##### Trecho do texto

Objetivos Os objetivos deste estudo foram caracterizar melhor o papel da liberação endoscópica do túnel cubital na neurite hansênica e determinar se há melhora da dor, sensibilidade e força com esta técnica minimamente invasiva.

Métodos Um total de 44 procedimentos endoscópicos para descompressão do nervo ulnar no cotovelo foram realizados em pacientes previamente diagnosticados com neurite por hanseníase. Os critérios de inclusão foram indicação cirúrgica para liberação do nervo ulnar e insucesso do tratamento clínico por 4 semanas em pacientes com síndrome do túnel cubital que sofreram deterioração progressiva da função motora ou sensitiva do nervo ulnar apesar do tratamento de 1 mg/kg/dia de prednisona e fisioterapia. A liberação endoscópica foi realizada com CTS Relief Kit (Linvatec. Largo, FL, EUA) e um artroscópio padrão de 4 mm e 30°.

##########
##### Entradas listadas

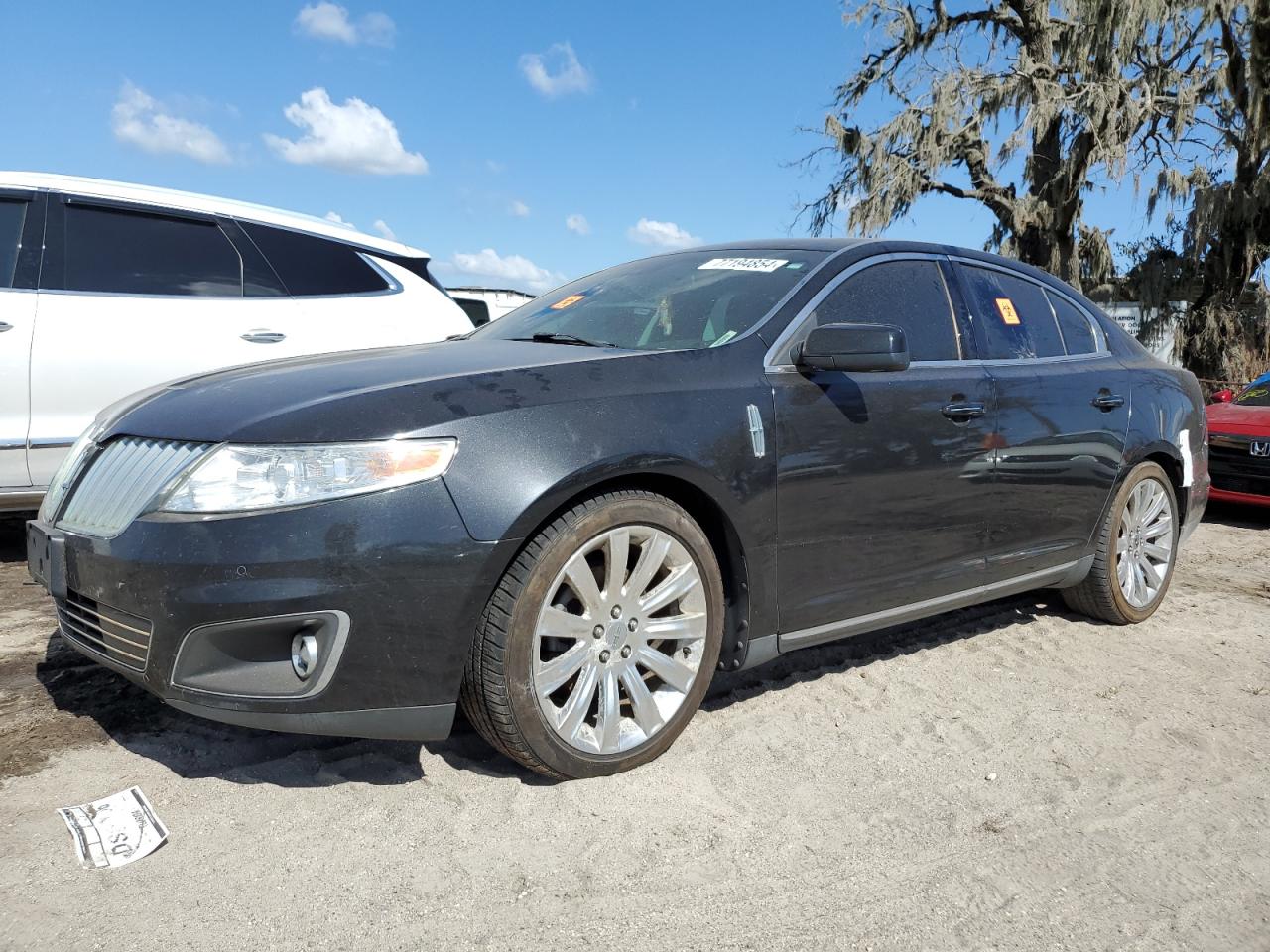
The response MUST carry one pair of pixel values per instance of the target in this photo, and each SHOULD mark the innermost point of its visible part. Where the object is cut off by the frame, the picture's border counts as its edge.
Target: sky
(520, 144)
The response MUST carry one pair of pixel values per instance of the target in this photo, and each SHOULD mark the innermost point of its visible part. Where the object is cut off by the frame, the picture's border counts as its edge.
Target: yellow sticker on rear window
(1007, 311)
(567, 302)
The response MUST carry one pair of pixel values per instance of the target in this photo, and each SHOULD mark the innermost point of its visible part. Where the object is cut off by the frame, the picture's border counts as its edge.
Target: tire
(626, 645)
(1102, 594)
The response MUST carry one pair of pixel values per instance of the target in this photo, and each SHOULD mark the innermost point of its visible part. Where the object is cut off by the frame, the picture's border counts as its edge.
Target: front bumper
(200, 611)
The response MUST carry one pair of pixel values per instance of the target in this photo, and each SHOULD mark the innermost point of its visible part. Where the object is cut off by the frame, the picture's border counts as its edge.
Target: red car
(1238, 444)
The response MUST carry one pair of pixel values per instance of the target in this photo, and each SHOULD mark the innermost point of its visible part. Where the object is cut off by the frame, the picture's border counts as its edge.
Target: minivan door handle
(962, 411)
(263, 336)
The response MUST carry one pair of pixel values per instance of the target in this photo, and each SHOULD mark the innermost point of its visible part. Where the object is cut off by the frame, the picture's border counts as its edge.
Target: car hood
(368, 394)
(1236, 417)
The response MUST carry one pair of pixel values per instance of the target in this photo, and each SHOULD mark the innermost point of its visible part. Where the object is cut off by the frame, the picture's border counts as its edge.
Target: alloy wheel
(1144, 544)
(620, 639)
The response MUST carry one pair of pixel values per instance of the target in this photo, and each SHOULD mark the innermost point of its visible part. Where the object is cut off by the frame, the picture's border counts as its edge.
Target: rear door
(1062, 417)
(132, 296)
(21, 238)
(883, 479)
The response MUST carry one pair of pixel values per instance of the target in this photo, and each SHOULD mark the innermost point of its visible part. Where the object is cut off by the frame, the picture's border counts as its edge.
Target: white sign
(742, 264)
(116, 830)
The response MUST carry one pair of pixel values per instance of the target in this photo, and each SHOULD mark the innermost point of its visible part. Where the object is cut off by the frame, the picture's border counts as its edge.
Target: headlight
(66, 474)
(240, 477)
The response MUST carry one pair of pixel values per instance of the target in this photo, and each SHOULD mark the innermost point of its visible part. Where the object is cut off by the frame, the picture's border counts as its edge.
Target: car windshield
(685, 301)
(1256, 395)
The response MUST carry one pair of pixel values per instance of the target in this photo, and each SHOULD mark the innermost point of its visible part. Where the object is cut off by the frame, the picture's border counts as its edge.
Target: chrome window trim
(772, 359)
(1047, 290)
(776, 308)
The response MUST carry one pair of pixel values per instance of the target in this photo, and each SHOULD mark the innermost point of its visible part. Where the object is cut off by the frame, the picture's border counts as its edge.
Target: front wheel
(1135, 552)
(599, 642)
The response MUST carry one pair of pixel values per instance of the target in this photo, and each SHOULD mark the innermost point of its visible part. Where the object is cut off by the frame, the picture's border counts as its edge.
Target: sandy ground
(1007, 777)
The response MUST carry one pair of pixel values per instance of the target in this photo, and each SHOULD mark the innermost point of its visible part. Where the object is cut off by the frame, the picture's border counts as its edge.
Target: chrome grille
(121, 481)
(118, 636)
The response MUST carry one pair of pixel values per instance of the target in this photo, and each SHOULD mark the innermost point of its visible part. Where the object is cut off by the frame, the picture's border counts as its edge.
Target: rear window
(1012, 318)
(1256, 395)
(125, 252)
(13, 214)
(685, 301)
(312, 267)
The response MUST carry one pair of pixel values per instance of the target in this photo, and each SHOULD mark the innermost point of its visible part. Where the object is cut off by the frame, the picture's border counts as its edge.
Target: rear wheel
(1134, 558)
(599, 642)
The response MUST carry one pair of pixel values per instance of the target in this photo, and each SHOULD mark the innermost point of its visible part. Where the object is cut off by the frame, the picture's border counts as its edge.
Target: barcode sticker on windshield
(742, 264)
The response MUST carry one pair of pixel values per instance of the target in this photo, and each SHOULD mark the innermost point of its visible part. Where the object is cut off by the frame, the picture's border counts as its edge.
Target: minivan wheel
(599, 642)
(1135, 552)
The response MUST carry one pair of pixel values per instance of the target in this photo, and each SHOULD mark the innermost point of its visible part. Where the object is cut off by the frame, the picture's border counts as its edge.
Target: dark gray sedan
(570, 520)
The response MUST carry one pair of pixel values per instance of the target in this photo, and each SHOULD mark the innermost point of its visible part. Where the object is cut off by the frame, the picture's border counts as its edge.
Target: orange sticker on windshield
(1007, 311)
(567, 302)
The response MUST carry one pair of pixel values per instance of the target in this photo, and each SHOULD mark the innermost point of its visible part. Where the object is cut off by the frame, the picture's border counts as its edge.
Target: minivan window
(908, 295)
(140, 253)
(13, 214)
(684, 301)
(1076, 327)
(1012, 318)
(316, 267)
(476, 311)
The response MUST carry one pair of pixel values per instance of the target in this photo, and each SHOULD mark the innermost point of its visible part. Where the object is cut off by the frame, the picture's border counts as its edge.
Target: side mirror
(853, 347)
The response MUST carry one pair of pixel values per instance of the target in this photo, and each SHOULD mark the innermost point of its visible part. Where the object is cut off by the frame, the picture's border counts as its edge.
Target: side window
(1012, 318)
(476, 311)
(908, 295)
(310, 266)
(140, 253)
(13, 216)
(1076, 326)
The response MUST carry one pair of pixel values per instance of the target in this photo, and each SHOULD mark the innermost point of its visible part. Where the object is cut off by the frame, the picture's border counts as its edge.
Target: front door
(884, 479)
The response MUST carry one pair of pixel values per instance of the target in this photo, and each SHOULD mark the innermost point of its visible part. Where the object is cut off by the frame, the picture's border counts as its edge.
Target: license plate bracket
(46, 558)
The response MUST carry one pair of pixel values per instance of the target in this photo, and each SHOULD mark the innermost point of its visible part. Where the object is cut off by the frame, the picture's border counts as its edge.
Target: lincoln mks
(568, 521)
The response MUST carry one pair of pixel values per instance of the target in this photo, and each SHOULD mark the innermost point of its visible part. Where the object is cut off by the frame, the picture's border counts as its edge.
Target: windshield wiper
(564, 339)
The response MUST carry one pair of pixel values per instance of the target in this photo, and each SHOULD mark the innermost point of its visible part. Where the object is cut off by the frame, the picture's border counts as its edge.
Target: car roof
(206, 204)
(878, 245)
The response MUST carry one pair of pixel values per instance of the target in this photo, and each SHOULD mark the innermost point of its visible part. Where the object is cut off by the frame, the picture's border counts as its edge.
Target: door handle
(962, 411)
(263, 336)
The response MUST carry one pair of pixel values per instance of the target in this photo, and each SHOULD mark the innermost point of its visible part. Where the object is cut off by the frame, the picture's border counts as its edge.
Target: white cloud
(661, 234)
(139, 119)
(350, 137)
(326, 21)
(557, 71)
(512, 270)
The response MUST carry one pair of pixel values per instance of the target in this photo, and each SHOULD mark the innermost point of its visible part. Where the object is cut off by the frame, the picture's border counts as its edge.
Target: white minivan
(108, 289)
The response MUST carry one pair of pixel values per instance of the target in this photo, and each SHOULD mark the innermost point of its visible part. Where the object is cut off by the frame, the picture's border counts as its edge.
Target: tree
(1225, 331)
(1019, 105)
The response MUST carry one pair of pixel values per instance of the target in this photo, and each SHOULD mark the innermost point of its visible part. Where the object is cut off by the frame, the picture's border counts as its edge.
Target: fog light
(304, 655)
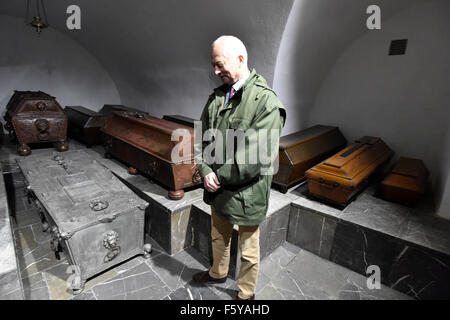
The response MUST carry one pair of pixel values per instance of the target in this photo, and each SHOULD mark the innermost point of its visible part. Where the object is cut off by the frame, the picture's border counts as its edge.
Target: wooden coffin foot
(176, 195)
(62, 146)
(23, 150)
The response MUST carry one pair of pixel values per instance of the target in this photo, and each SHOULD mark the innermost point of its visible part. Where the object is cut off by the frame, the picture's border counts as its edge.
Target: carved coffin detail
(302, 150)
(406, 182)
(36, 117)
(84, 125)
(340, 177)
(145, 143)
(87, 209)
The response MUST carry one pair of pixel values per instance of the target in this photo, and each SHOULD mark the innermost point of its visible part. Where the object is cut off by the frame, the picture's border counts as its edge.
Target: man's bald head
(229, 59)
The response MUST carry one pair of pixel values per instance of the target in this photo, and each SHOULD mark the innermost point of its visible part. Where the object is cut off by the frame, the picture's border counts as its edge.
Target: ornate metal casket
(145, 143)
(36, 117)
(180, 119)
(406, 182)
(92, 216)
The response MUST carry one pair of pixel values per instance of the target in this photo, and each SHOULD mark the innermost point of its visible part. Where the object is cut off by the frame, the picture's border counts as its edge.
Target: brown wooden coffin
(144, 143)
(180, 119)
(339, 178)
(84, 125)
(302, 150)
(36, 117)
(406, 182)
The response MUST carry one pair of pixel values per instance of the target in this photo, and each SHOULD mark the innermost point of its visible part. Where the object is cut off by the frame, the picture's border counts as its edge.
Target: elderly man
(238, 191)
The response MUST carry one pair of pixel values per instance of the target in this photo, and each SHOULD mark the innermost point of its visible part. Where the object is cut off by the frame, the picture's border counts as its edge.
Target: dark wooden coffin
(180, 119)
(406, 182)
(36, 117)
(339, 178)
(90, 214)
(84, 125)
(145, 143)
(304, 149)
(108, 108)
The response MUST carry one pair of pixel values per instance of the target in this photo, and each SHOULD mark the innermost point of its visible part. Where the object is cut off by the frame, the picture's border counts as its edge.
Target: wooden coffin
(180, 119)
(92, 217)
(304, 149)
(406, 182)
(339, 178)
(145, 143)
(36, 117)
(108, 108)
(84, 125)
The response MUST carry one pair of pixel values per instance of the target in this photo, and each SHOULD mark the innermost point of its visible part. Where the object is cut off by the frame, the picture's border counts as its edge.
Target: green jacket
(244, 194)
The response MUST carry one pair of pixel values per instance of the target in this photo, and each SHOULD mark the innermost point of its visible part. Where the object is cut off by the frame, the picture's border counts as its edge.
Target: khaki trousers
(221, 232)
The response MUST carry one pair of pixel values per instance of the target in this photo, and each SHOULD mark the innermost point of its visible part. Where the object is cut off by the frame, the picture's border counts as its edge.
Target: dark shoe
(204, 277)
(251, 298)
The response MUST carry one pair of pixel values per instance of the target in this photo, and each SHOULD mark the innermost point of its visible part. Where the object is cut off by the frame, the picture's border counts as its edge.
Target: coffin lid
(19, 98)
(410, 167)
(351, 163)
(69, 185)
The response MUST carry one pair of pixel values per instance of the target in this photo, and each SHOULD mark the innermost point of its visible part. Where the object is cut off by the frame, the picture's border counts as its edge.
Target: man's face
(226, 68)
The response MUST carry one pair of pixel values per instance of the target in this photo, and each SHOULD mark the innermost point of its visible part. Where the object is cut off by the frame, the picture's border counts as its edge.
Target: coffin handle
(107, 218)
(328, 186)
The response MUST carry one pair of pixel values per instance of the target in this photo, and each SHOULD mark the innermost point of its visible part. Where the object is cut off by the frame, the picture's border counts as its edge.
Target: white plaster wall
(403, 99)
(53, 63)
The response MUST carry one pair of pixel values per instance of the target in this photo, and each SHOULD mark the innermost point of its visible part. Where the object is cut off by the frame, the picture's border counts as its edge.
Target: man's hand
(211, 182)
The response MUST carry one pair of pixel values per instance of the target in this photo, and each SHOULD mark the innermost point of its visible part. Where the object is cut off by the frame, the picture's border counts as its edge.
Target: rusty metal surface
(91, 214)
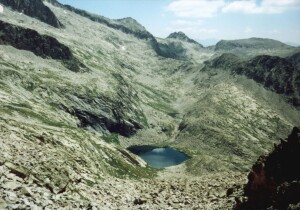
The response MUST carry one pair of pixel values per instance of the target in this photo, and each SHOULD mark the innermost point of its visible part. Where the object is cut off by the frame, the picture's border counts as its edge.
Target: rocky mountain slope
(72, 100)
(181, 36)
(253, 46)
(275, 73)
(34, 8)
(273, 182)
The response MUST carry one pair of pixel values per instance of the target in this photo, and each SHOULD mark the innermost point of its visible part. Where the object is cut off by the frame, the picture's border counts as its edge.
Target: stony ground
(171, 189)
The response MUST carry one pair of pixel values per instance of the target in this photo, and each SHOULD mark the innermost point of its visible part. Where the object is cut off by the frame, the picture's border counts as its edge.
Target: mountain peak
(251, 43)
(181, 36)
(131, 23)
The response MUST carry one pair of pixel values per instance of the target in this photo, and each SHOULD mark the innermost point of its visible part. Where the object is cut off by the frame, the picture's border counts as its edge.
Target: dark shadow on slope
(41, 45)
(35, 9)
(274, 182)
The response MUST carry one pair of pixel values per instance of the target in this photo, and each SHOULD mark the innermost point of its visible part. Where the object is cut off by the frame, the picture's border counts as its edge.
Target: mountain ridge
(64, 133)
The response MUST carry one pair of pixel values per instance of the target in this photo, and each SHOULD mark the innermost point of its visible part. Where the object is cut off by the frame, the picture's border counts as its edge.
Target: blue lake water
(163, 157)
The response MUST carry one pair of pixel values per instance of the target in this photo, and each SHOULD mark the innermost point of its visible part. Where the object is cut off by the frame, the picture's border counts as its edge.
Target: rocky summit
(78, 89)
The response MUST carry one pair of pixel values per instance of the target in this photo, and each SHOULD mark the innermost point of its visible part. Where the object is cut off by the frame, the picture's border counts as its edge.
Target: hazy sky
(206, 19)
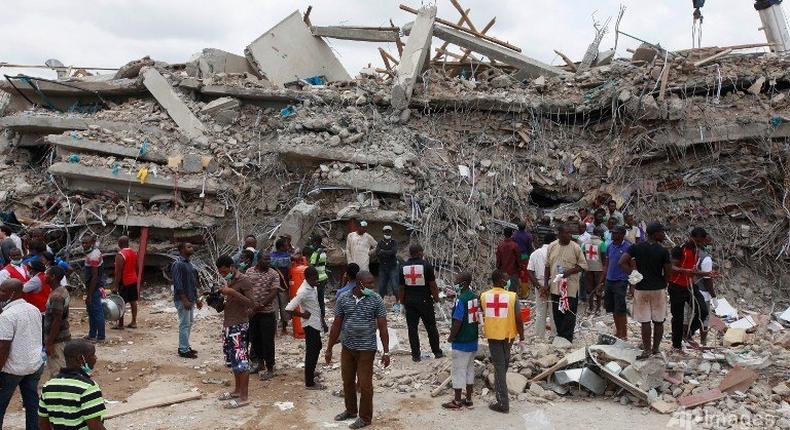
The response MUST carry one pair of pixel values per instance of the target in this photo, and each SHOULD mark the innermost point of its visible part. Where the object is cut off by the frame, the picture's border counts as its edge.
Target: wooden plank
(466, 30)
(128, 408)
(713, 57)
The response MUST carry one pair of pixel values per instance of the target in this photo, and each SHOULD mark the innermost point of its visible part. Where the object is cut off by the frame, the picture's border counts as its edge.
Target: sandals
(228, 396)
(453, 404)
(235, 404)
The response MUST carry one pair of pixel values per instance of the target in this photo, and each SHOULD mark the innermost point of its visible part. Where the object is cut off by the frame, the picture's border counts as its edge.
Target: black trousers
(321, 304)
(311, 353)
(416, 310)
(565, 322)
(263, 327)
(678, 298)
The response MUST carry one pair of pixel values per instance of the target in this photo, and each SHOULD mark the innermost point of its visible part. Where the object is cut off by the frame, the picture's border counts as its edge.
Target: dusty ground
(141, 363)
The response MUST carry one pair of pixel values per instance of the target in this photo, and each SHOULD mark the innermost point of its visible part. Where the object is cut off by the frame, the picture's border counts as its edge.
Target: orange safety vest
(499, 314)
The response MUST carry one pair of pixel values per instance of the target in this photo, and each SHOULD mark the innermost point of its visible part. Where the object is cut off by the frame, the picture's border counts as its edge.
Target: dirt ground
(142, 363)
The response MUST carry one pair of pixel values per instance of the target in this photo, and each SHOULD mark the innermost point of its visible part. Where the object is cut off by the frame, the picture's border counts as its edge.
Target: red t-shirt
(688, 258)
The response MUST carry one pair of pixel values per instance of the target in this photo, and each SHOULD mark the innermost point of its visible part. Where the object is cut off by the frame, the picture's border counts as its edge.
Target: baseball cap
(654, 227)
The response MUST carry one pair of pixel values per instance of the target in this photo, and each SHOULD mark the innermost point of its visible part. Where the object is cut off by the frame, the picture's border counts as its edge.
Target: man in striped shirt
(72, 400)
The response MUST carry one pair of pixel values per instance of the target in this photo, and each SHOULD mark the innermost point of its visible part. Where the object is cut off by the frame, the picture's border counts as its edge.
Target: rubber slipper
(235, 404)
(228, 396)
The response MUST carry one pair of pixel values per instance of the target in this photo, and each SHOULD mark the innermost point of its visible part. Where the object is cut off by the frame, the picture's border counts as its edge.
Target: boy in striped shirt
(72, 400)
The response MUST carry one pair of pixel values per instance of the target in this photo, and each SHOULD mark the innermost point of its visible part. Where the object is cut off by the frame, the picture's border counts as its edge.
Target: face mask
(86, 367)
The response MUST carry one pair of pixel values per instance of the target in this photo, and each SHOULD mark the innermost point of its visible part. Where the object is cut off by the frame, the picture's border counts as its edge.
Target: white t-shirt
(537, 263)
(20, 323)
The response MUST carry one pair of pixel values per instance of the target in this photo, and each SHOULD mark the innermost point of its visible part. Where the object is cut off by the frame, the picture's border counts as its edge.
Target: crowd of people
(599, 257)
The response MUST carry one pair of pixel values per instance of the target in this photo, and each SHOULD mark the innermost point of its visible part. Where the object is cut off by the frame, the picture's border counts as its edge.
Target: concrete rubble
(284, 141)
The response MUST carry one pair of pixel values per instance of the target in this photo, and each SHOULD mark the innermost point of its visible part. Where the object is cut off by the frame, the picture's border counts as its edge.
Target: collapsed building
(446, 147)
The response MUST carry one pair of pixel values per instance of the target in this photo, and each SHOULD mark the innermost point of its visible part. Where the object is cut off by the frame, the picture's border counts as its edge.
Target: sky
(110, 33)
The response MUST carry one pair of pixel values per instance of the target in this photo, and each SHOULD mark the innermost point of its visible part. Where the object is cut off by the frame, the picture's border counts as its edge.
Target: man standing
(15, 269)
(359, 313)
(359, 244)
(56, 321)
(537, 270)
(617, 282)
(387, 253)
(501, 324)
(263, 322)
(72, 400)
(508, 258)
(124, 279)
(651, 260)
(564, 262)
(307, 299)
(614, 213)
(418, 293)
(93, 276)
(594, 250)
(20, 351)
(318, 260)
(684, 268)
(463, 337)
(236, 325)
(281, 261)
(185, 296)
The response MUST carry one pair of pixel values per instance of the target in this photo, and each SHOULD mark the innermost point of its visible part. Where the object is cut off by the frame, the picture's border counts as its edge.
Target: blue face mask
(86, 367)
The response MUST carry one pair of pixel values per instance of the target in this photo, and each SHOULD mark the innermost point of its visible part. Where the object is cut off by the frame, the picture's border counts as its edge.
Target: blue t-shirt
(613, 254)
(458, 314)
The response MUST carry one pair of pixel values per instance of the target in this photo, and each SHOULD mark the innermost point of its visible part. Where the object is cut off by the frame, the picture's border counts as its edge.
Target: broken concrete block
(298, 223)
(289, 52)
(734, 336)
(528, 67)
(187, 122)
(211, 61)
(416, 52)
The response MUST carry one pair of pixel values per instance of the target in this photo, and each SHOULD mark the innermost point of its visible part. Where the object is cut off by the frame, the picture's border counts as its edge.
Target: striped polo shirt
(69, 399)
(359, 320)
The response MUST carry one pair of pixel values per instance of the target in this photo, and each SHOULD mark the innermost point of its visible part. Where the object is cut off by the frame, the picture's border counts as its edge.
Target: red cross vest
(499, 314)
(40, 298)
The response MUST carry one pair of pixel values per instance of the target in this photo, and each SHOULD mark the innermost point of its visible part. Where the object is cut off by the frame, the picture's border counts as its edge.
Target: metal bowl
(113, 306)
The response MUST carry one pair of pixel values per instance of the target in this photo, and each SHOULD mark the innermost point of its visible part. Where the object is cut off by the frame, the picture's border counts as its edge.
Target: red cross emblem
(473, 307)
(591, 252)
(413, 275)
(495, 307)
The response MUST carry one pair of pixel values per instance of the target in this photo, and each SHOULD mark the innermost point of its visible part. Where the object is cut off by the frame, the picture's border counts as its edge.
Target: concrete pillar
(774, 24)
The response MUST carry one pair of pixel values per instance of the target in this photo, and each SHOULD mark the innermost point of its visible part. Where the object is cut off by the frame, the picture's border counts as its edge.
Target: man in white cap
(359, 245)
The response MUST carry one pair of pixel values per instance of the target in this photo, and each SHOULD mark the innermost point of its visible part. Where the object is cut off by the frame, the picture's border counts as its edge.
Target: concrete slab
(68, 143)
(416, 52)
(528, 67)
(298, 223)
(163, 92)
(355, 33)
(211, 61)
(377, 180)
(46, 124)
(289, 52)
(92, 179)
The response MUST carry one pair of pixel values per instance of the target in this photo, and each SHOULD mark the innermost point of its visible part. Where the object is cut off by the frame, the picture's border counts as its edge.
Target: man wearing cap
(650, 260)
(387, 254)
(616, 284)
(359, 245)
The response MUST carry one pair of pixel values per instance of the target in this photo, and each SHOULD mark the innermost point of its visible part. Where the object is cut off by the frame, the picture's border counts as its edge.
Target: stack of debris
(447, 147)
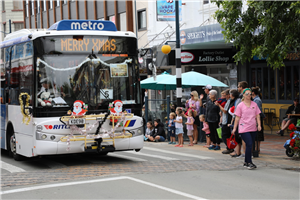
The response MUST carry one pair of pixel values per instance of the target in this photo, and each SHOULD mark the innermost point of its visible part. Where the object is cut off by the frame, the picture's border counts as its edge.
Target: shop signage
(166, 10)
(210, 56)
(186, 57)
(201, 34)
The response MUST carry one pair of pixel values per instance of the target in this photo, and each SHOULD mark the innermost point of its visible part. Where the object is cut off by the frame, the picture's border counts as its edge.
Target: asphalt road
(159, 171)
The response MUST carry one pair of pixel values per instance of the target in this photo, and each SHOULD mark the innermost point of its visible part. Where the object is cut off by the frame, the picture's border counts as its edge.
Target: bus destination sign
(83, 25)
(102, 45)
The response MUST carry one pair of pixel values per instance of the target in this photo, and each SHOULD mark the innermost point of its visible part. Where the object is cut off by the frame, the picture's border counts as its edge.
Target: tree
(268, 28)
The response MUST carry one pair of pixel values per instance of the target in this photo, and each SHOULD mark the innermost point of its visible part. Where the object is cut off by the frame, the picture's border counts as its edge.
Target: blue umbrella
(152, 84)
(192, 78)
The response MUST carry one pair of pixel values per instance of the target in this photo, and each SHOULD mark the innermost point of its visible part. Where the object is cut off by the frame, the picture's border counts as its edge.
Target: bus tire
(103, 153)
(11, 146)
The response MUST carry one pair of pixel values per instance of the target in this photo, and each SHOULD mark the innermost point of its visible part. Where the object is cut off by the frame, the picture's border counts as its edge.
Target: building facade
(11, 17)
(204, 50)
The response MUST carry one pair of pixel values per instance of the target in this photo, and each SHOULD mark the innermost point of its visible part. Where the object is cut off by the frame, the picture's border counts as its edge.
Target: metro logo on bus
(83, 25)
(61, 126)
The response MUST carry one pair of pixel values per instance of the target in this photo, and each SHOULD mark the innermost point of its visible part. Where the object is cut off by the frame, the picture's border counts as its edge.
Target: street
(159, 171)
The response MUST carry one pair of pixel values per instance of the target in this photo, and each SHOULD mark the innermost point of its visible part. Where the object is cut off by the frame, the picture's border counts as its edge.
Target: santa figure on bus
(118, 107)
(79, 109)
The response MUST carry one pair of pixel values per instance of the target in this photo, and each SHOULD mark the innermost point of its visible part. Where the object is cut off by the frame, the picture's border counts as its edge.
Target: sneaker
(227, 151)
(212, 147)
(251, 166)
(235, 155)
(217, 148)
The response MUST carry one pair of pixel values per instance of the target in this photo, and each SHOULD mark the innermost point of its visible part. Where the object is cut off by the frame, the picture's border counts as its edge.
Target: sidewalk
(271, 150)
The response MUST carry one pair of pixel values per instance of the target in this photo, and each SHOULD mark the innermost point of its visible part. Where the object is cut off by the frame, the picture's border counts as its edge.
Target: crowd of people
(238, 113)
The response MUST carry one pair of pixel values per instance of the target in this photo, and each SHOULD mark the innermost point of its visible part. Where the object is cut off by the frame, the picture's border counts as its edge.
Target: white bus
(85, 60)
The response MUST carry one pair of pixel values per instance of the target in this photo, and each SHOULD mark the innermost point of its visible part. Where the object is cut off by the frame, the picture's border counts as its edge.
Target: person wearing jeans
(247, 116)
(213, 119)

##########

**Atividade A**: Por favor, enumere todos os aspectos em que o estudo buscava verificar se há melhora, segundo o trecho sobre a liberação endoscópica do túnel cubital.
**Atividade B**: Diga se cada afirmação concorda com o trecho sobre a liberação endoscópica do túnel cubital, respondendo sim ou não e citando as palavras decisivas: (i) foram realizados 44 procedimentos endoscópicos; (ii) o tratamento clínico anterior à cirurgia durou 8 semanas; (iii) o artroscópio empregado era de 4 mm e 45°.
**Atividade C**: Transcreva literalmente do trecho sobre a liberação endoscópica do túnel cubital a passagem que começa em "Objetivos Os objetivos deste" e vai até "4 mm e 30°.", inclusive.

**Resposta da tarefa A**: Dor; sensibilidade; força.

**Resposta da tarefa B**:
(i) Sim: "Um total de 44 procedimentos endoscópicos para descompressão do nervo ulnar no cotovelo foram realizados".
(ii) Não: "insucesso do tratamento clínico por 4 semanas".
(iii) Não: "um artroscópio padrão de 4 mm e 30°".

**Resposta da tarefa C**:
Objetivos Os objetivos deste estudo foram caracterizar melhor o papel da liberação endoscópica do túnel cubital na neurite hansênica e determinar se há melhora da dor, sensibilidade e força com esta técnica minimamente invasiva.

Métodos Um total de 44 procedimentos endoscópicos para descompressão do nervo ulnar no cotovelo foram realizados em pacientes previamente diagnosticados com neurite por hanseníase. Os critérios de inclusão foram indicação cirúrgica para liberação do nervo ulnar e insucesso do tratamento clínico por 4 semanas em pacientes com síndrome do túnel cubital que sofreram deterioração progressiva da função motora ou sensitiva do nervo ulnar apesar do tratamento de 1 mg/kg/dia de prednisona e fisioterapia. A liberação endoscópica foi realizada com CTS Relief Kit (Linvatec. Largo, FL, EUA) e um artroscópio padrão de 4 mm e 30°.